_Work required_.
Reproduce the rows verbatim from the beginning through the line that contains "[[175, 178]]", inclusive.

* start Extracted information *

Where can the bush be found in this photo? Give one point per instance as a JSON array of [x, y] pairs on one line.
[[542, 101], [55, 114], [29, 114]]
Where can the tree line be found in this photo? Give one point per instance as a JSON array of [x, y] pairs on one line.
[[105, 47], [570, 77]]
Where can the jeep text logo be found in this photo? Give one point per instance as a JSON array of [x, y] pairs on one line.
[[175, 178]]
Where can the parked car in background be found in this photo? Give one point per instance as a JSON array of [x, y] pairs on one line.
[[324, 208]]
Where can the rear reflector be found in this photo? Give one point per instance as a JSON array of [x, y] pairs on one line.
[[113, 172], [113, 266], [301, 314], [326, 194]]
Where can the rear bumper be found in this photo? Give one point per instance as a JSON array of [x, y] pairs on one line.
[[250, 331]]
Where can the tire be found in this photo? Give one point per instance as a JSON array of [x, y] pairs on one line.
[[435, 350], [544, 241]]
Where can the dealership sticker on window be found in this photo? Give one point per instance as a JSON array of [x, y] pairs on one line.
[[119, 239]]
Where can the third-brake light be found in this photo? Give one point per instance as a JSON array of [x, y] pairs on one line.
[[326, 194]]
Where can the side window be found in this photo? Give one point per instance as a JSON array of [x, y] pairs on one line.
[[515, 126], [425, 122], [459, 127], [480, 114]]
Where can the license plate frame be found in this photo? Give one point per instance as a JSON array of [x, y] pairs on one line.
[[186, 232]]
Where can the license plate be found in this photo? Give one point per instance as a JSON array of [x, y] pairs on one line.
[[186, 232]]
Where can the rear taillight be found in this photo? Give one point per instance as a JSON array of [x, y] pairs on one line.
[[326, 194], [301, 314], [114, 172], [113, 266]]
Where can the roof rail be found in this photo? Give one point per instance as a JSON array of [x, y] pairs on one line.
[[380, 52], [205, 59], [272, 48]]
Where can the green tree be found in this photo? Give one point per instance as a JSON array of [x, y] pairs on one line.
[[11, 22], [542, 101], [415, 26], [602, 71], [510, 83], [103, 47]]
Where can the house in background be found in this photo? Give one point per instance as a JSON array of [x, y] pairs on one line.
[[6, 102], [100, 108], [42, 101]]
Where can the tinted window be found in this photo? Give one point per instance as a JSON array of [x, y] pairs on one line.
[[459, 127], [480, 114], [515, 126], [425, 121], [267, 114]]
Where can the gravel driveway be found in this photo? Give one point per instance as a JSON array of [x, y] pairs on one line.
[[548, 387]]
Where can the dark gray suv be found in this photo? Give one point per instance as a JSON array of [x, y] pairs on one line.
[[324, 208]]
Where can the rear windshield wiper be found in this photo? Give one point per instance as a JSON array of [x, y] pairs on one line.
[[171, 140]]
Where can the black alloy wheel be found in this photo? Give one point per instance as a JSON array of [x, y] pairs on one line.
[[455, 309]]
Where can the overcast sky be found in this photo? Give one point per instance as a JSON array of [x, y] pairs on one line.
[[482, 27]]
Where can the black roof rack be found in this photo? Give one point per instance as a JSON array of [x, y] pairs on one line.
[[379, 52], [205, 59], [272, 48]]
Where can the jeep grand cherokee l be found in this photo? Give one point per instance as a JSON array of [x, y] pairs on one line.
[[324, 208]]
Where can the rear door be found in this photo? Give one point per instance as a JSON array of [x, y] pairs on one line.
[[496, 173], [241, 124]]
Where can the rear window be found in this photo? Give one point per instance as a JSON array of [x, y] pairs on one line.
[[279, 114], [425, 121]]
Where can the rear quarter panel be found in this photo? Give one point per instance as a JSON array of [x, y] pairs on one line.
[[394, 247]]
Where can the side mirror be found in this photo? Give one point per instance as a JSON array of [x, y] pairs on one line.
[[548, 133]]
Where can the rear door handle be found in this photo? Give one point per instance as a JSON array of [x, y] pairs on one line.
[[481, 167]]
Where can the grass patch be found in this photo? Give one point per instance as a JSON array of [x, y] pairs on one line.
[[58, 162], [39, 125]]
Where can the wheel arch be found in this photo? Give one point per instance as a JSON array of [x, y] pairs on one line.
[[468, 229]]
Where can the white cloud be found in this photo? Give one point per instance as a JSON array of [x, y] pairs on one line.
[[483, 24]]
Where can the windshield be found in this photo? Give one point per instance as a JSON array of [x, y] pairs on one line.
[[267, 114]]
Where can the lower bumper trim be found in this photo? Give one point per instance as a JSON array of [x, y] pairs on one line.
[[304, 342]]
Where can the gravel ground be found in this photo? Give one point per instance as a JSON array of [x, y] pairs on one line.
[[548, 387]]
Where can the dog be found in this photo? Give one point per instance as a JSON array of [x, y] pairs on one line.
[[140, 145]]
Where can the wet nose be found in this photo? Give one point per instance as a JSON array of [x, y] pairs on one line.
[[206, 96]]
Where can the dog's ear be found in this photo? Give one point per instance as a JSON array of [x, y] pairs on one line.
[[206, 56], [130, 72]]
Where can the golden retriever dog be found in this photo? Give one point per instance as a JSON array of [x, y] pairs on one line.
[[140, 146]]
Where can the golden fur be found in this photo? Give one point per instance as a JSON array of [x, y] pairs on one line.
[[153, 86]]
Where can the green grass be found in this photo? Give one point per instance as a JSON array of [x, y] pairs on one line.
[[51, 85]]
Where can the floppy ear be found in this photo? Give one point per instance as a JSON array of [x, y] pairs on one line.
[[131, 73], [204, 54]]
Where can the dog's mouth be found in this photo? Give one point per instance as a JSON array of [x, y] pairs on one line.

* end Extracted information *

_Task answer_.
Where can the bush be found in this photo? Give one point per instance as a JSON array of [x, y] pairs on one line.
[[542, 101], [55, 114], [29, 114]]
Where can the tree line be found in this photo? Give one point per instance as a JSON array of [x, y] pairs on one line.
[[105, 47], [570, 77]]
Where can the jeep text logo be found in this photo? Give one point per instance as a JSON array of [x, y] pairs on one line.
[[175, 178]]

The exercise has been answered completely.